• **What is being asked**:
Reproduce the records below word for word.

[Point localization data]
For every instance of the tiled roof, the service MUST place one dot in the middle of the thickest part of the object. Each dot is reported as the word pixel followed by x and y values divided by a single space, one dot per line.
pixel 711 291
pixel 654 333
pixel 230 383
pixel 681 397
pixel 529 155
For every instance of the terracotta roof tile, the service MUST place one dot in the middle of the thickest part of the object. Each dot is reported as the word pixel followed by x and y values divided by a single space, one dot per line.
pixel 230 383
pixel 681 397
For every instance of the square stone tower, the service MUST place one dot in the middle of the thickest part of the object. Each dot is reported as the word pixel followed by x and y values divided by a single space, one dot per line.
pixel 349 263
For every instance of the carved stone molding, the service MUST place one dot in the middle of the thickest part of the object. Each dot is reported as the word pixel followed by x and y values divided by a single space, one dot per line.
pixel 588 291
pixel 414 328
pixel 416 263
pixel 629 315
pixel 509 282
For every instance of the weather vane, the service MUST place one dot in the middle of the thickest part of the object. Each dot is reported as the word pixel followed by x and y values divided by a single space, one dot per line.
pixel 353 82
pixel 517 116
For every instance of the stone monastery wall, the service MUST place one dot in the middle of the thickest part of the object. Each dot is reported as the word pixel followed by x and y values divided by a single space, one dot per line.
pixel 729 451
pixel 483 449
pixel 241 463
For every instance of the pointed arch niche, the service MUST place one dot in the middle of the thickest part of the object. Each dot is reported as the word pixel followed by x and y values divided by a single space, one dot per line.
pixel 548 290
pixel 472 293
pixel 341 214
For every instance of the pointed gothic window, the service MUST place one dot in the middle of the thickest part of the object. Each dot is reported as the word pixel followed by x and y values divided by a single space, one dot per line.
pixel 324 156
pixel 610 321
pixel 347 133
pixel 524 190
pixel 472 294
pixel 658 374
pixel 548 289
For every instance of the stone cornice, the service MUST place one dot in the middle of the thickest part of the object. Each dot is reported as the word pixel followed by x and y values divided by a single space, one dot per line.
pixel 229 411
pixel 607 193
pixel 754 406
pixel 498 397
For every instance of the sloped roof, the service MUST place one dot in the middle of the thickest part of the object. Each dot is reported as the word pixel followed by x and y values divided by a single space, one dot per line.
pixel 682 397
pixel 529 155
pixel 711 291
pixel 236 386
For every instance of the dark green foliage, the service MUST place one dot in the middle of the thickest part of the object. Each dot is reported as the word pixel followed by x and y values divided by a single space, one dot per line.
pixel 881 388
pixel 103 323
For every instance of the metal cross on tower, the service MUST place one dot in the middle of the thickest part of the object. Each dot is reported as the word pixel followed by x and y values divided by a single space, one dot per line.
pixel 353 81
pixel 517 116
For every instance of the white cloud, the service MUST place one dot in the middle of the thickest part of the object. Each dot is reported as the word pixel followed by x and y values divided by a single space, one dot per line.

• **Result of the task**:
For every instance of the tiled roof, the service MUST place one dot in the middle of the thickest part of the object. Each dot is reported as the word pixel followed by x and y values divided by a single space, one dot per line.
pixel 711 291
pixel 654 333
pixel 230 383
pixel 681 397
pixel 529 155
For every instance of the terracotta roof tile, the service MUST place one dot in the middle of the thickest part of the object. Each dot is reported as the word pixel followed by x and y values divided by a single space, one dot per line.
pixel 230 383
pixel 681 397
For every instance of the square stone tower, the service MUST place one dot in the middle of the thickest part of the object. Each dot is reported as the word pixel followed by x and y values divided by a single space, one dot per line.
pixel 349 263
For every instance of the carved stone molding, the service MUST place one dot in the middle of the thickest part of the object. Each dot is reported as the word pixel followed by x and y values divided by a single space, one dot per line.
pixel 588 291
pixel 414 328
pixel 416 263
pixel 629 315
pixel 509 282
For every instance of the weather vane, the service MUST place one dot in the middle of the thickest part of the object. Each dot is reported as the word pixel followed by x and y values divided by a single space, one dot per line.
pixel 353 82
pixel 517 116
For every instance of the stone monastery wall, the service MUST place one dot in the middle of the thickest part of the object. Each dot is reported as the word pixel followed by x and y values divided by a single space, one dot per line.
pixel 729 451
pixel 483 449
pixel 241 463
For every instance of the pointed arch niche, the service MUST place one dot in the middle of the thickest part of the object. Each dot is reported as the word pixel followed by x and y values divided by a single space, one dot per line.
pixel 548 290
pixel 472 293
pixel 341 214
For every instance of the pointed gothic window, the service MUST place one dot in the middle of the thickest part of the object. Each dot is reported as the word pixel followed by x and y values divided by a single space, one dot per line.
pixel 324 156
pixel 610 321
pixel 347 133
pixel 524 190
pixel 472 294
pixel 658 374
pixel 548 289
For every instance of the stone cornice, the service MUST place one dot in the middle of the thickest part of the object. Each dot is reported as the word pixel followed by x and y values divided by a single space, one dot per line.
pixel 229 411
pixel 607 193
pixel 754 406
pixel 498 397
For every instance of the sloped roof, the service MUST place one dot in the middle of the thickest part of the object. Each dot is reported as the word pixel followed by x and y values divided by a single space, one dot per line.
pixel 682 397
pixel 529 155
pixel 711 291
pixel 236 386
For every instance of the dark green foliage, the service MUST place one dot in the middle of the thickest part of the object. Each dot is reported as the word pixel followed by x and y values divided by a single space, one dot per line.
pixel 881 388
pixel 103 323
For every instance of the metal cross on tower, the service MUST place one dot in the middle of the thickest part of the object. Each dot is reported as the word pixel followed by x and y values divided by a single space, one dot per line.
pixel 353 81
pixel 517 116
For every instance of the white cloud, the service MUST place one dot in the middle of the thickest part of the object. Each dot is reported as the word pixel followed by x and y values divided by a single space, one dot per line.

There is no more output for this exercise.